Can you output the material exactly as written, minus any pictures it holds?
[start of Records to use]
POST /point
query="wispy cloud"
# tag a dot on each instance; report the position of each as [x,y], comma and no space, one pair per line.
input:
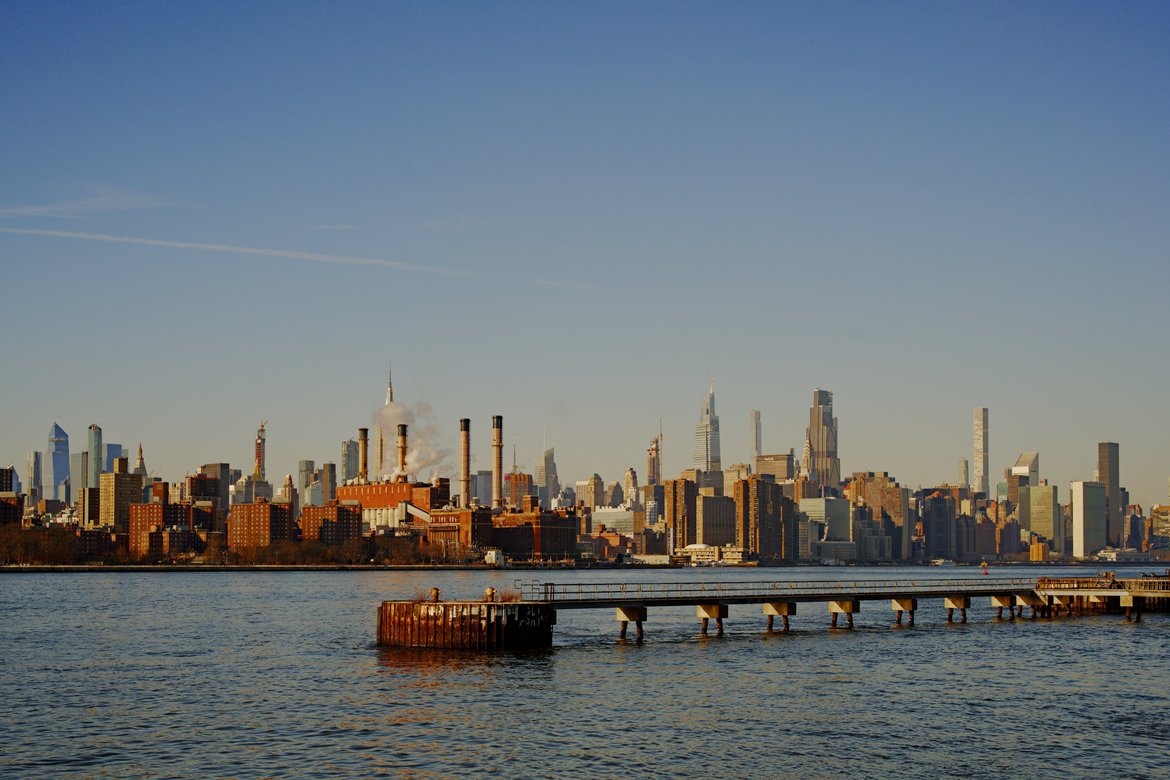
[98,199]
[288,254]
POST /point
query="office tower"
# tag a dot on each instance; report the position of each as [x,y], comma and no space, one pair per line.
[140,463]
[1109,476]
[305,474]
[112,451]
[34,477]
[1046,517]
[757,434]
[707,434]
[680,511]
[349,460]
[820,442]
[118,490]
[548,484]
[328,482]
[96,457]
[764,520]
[654,460]
[890,505]
[715,520]
[782,467]
[56,466]
[1027,464]
[981,451]
[591,492]
[1089,505]
[222,473]
[630,488]
[257,473]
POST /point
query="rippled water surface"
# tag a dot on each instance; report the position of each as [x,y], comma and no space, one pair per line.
[195,675]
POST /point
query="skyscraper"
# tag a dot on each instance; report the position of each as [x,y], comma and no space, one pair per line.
[96,457]
[981,450]
[1109,476]
[1089,512]
[820,442]
[654,460]
[548,484]
[757,434]
[349,460]
[707,434]
[34,477]
[55,466]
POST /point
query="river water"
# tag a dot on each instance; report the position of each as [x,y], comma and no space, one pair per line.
[243,675]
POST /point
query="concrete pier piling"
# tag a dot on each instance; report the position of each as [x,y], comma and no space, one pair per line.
[784,609]
[626,615]
[903,606]
[956,602]
[847,607]
[708,611]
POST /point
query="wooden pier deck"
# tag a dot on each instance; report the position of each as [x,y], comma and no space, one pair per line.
[529,620]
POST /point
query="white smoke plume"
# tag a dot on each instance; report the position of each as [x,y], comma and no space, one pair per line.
[426,454]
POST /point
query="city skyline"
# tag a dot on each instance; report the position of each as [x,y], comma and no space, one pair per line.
[531,464]
[923,209]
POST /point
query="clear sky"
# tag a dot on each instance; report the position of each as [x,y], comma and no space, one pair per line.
[570,214]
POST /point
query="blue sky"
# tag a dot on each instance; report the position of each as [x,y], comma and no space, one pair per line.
[577,213]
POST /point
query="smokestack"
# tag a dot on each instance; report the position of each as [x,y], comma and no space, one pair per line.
[465,477]
[497,461]
[401,453]
[363,455]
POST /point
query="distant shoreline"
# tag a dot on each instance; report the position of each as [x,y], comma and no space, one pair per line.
[207,568]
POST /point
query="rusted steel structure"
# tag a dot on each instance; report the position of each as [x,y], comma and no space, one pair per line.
[494,626]
[466,625]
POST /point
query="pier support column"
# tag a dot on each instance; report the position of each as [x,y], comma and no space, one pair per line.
[846,607]
[903,605]
[782,608]
[1133,606]
[956,602]
[626,615]
[1027,600]
[708,611]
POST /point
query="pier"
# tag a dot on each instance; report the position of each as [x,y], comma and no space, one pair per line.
[527,620]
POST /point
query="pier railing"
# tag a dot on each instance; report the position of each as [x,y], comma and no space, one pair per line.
[582,594]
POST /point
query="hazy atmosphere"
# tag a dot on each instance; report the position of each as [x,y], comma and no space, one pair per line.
[573,215]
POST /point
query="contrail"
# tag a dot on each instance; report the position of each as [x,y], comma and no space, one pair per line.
[290,254]
[231,249]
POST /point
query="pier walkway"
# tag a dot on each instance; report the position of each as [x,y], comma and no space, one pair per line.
[525,618]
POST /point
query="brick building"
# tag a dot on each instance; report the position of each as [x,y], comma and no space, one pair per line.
[259,525]
[332,524]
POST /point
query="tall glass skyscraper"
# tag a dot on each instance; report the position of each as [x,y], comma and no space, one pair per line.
[707,435]
[96,457]
[824,467]
[981,451]
[55,466]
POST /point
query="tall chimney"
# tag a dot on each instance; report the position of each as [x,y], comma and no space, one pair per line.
[401,453]
[363,455]
[465,477]
[497,461]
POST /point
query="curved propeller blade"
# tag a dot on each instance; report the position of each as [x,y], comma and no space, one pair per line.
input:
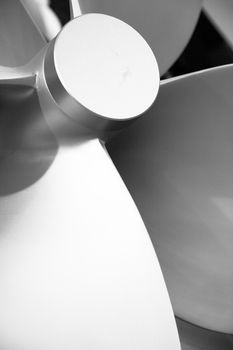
[16,76]
[166,24]
[20,39]
[220,12]
[178,163]
[44,17]
[75,10]
[77,267]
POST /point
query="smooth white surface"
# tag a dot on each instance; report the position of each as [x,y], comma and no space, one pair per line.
[167,25]
[178,165]
[220,12]
[44,17]
[77,267]
[106,66]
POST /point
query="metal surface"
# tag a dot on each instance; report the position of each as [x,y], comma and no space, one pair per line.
[220,13]
[20,39]
[77,267]
[167,25]
[44,17]
[196,338]
[75,10]
[177,163]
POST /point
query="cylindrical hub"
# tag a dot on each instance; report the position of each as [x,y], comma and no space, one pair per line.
[101,72]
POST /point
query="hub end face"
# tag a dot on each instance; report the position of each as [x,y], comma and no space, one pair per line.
[103,66]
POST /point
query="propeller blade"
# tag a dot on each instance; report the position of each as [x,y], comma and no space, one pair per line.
[167,25]
[16,76]
[177,162]
[196,338]
[75,10]
[77,267]
[44,17]
[20,39]
[220,13]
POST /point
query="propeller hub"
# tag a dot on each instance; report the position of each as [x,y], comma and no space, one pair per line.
[100,70]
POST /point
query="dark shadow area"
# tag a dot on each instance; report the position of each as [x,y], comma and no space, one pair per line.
[27,147]
[196,338]
[206,49]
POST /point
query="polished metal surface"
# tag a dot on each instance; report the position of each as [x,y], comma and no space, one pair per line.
[177,163]
[108,74]
[197,338]
[20,39]
[43,16]
[220,13]
[77,266]
[167,25]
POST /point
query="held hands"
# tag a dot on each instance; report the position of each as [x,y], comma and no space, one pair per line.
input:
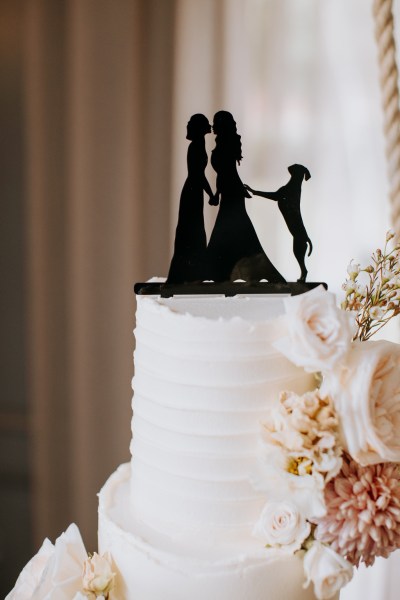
[214,200]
[end of Records to use]
» **Correct response**
POST /point
query="wispy cloud"
# tag a dot on each instance; report the position of each as [x,y], comma and no space, one pair per line.
input:
[98,199]
[288,254]
POST /point
query="office tower"
# tag a dot on each instance; report the position of each as [x,y], comma and no space, one pair per line.
[140,463]
[1109,476]
[305,474]
[112,451]
[34,477]
[1046,517]
[757,434]
[707,434]
[680,511]
[349,460]
[820,442]
[118,490]
[548,484]
[328,482]
[96,457]
[764,520]
[654,460]
[890,505]
[715,520]
[782,467]
[56,466]
[1027,464]
[981,451]
[591,492]
[1089,505]
[222,473]
[630,488]
[257,473]
POST /point
query="rippled water surface"
# tag a dot on each instance; report the position of each as [x,y], comma and no space, one pair per line.
[195,675]
POST /point
query="skyscraper"
# tag a dot on each instance; report the position of each as [x,y], comma and no space, one pair per line.
[96,457]
[981,450]
[1109,476]
[1089,512]
[820,442]
[654,460]
[548,484]
[757,434]
[349,460]
[707,434]
[34,477]
[55,466]
POST /point
query="river water"
# tag a dot on each instance; report the position of each as [x,y], comma and no space, one pair per line.
[243,675]
POST /point
query="concrete pier piling"
# tag a dot on each instance; report the position of each as [x,y], comma and no space, one pair per line.
[784,609]
[626,615]
[903,606]
[956,602]
[847,607]
[708,611]
POST /point
query="wooden pier deck"
# tag a dot on each instance; report the position of each as [x,y], comma and no space, one pair per line.
[529,620]
POST /point
query="white smoke plume"
# tag a dot on each instance; report the position of each as [x,y], comma and no space, one pair per line.
[426,454]
POST /point
query="city skyline"
# tag a dot on each instance; report the position of each as [x,y], comma and no space, one pair per line.
[531,464]
[923,209]
POST /point
query="clear sky"
# tag a dot on each instance; report the position of each as [x,y], comma and no space, one pair per line.
[570,214]
POST /point
query="blue sky"
# tag a dot on each instance; report the position of each as [x,y], comma and no space, one pair per line.
[577,213]
POST /point
query="smokestack"
# tag a dot on each instance; report the position of each as [x,y], comma and no space, one pair per line.
[465,477]
[497,461]
[401,453]
[363,455]
POST /point
query="distant shoreline"
# tag a dot on each instance; report the position of each as [x,y], comma and no space, one pair per line.
[207,568]
POST /point
query="rusted steel structure"
# tag a dot on each instance; report the position of each as [x,y], comma and no space, one pair per line.
[494,626]
[466,625]
POST /point
query="pier support column"
# tag a dot on each instance; report the position of each as [x,y], comma and no space, one pair per line.
[846,607]
[903,605]
[782,608]
[1133,606]
[956,602]
[626,615]
[1027,600]
[708,611]
POST /point
query="pier"
# tag a dot on each instance; report the position of each as [x,y], comma and no space, one pair per line.
[527,620]
POST /point
query="pier railing"
# tag a dot on each instance; report the position of each as [x,y], comma and no space, one pair per line.
[582,594]
POST /point
query="hazy atmosphere"
# tag a dot on each instance; report the position of each as [x,y], comma and no space, one pair per line.
[573,215]
POST /point
query="contrail"
# tag a dot on each instance; report the position of each as [x,y], comma and no space, one pair per line.
[290,254]
[231,249]
POST /point
query="pier walkway"
# tag a dot on each instance; report the position of each as [x,y], comma and no space, one pair per line.
[525,618]
POST /point
query="brick building"
# tag a dot on each instance; report the position of each as [x,y], comma and no space, one pair per line.
[259,525]
[332,524]
POST /point
query="tall glass skyscraper"
# tag a dot on each instance; report the position of each as [x,y], comma and no space, one pair per line.
[707,435]
[96,457]
[824,467]
[981,451]
[55,466]
POST /point
query="tall chimney"
# tag a dot on each instance; report the position of each as [x,y], comma and no space, one pair per line.
[401,453]
[363,455]
[465,477]
[497,461]
POST /point
query="curved propeller blade"
# tag a dot on each instance; report the position of each as [x,y], comma and no space, one pair per line.
input:
[16,76]
[166,24]
[20,39]
[220,12]
[178,163]
[44,17]
[75,10]
[77,267]
POST /point
query="smooth white surface"
# tag a dot on each instance; report the position of each as [x,y], comma and no space, one pair per line.
[167,25]
[178,165]
[220,12]
[44,17]
[77,267]
[106,66]
POST /point
query="metal surface"
# tag a dot on each instance; report the position of each as [x,y], comma and no space, one pair per line.
[220,13]
[20,39]
[77,267]
[167,25]
[44,17]
[196,338]
[75,10]
[177,163]
POST /point
query="cylindrical hub"
# tag a dot on each instance; report the position of each as [x,y], comma and no space, one pair per line.
[101,72]
POST /point
query="hub end face"
# tag a dot on each instance; report the position of each as [x,y], comma and no space, one pair per line.
[103,66]
POST /point
query="propeller blade"
# tag a dot on each instance; report the position of each as [x,y], comma and no space, one pair per line.
[167,25]
[16,76]
[177,162]
[196,338]
[75,10]
[77,267]
[44,17]
[20,39]
[220,13]
POST /point
query="propeller hub"
# tag a dot on each instance; report the position of each as [x,y], comma and no space, one pair per line.
[100,70]
POST /point
query="dark shadow area"
# tag a dot on each instance; report the position of each as [x,y], comma and no space, one pair per line.
[27,147]
[196,338]
[206,49]
POST /point
query="polished metal surface"
# tag a dot on each instance; report the position of each as [x,y], comma and no space, one pair per line.
[177,163]
[108,74]
[197,338]
[20,39]
[43,16]
[220,13]
[77,266]
[167,25]
POST /point
query="held hands"
# tag a dot on each instance; report the position of each as [x,y], comma and no space, one pair per line.
input:
[214,200]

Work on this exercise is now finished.